>> Begin Provided text
Where can we find the Awakened One and the relief of suffering in our own world and in our own lives? With the Buddha somehow still alive and underground bodhisattvas at work right now, we must take responsibility and join the buddha-work and the flowering of Dharma encouraged by the Dharma Flowering Sutra.

How may we find the Buddha today in our modern world? In the spirit of chapter 15 of the Lotus Sutra, at times when our troubled world is in need of support and succor, bodhisattvas spring forth from out of the space under the earth, from the openness in the ground of our being, emerging to help suffering beings right in the middle of the most difficult situations of distress. In the spirit of chapter 16 of the Lotus Sutra, Shakyamuni Buddha, our great historical founder in India, when he passed away into nirvana in the fifth century BCE, in some important sense did not leave this world, for his lifespan actually reached back into the vast depths of the past and will last much longer into the future.
>> End Provided text
### Problems and tasks
a) In the passage on finding the Buddha today, which chapter of the Lotus Sutra describes bodhisattvas springing forth from the space under the earth?
b) Edit the passage on finding the Buddha today: write it out again starting with "Where can we" and going on through "Dharma Flowering Sutra.", with "Enlightened One" in place of "Awakened One".
>> Begin Recorded data
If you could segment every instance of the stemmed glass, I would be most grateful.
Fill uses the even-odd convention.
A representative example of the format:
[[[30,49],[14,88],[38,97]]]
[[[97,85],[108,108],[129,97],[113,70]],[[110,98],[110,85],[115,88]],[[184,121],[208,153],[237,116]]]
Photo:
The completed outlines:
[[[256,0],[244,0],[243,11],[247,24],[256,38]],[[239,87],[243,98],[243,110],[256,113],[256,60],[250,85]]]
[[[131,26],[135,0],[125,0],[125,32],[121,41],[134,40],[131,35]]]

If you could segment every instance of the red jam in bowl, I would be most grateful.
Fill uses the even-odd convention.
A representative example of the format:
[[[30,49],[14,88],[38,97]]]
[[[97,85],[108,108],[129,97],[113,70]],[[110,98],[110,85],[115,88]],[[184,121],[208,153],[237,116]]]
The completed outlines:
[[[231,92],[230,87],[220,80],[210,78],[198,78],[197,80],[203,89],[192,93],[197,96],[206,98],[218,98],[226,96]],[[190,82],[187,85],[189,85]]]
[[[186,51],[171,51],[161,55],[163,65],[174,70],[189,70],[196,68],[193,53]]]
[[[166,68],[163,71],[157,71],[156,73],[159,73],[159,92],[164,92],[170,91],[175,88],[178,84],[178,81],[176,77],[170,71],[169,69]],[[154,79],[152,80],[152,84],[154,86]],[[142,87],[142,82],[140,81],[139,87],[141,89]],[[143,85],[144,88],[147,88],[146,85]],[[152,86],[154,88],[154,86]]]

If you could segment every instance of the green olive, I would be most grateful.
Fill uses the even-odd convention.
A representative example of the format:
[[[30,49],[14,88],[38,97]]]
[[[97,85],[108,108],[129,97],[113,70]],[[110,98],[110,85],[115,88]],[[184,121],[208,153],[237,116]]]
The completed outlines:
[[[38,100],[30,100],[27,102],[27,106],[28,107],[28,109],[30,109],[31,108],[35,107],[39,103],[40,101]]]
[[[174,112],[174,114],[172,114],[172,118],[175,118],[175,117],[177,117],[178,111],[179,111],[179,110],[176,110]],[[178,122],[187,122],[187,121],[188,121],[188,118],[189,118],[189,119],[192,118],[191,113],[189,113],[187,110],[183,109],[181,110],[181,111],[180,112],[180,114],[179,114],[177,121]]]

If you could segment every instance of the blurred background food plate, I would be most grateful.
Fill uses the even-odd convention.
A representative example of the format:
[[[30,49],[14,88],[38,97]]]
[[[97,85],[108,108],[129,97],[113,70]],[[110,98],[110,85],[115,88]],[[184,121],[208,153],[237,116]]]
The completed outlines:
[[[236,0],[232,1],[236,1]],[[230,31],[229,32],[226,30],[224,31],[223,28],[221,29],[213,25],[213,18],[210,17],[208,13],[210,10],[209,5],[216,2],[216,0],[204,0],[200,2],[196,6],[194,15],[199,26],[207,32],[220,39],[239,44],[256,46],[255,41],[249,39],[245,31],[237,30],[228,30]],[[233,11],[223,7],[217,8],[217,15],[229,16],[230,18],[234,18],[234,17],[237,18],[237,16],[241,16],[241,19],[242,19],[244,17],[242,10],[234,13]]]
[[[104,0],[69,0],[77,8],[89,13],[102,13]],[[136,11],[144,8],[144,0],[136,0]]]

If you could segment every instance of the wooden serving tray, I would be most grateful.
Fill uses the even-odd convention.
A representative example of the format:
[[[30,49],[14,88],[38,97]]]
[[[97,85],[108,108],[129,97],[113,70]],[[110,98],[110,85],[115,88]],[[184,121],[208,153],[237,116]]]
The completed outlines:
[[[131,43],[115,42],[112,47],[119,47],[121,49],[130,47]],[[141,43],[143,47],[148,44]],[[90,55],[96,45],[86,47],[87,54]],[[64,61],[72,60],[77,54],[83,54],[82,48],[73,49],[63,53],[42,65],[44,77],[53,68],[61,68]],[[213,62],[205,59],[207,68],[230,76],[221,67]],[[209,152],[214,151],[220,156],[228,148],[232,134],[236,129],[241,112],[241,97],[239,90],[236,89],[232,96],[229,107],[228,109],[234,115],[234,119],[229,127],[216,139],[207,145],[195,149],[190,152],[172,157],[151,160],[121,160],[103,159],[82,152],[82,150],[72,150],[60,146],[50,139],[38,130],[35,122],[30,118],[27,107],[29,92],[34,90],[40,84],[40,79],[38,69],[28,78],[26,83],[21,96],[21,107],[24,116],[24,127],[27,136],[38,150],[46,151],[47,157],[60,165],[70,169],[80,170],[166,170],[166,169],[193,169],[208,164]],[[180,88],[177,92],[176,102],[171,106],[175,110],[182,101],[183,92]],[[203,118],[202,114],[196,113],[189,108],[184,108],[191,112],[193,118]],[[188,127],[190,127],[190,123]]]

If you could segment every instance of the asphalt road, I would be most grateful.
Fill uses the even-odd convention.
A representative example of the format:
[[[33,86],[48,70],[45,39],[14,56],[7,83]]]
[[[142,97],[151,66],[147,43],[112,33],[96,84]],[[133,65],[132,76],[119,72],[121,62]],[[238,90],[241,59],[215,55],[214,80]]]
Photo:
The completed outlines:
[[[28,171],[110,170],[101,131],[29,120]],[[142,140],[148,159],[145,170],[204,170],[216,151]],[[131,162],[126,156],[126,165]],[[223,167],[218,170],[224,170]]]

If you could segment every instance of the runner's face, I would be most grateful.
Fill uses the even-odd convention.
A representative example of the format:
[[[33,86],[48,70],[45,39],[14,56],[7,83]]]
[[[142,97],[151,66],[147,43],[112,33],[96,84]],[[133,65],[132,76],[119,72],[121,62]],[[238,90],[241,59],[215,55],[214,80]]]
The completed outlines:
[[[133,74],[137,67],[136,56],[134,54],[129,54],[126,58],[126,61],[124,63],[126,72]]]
>> End Recorded data
### Completed exercise
a) Chapter 15

b)
Where can we find the Enlightened One and the relief of suffering in our own world and in our own lives? With the Buddha somehow still alive and underground bodhisattvas at work right now, we must take responsibility and join the buddha-work and the flowering of Dharma encouraged by the Dharma Flowering Sutra.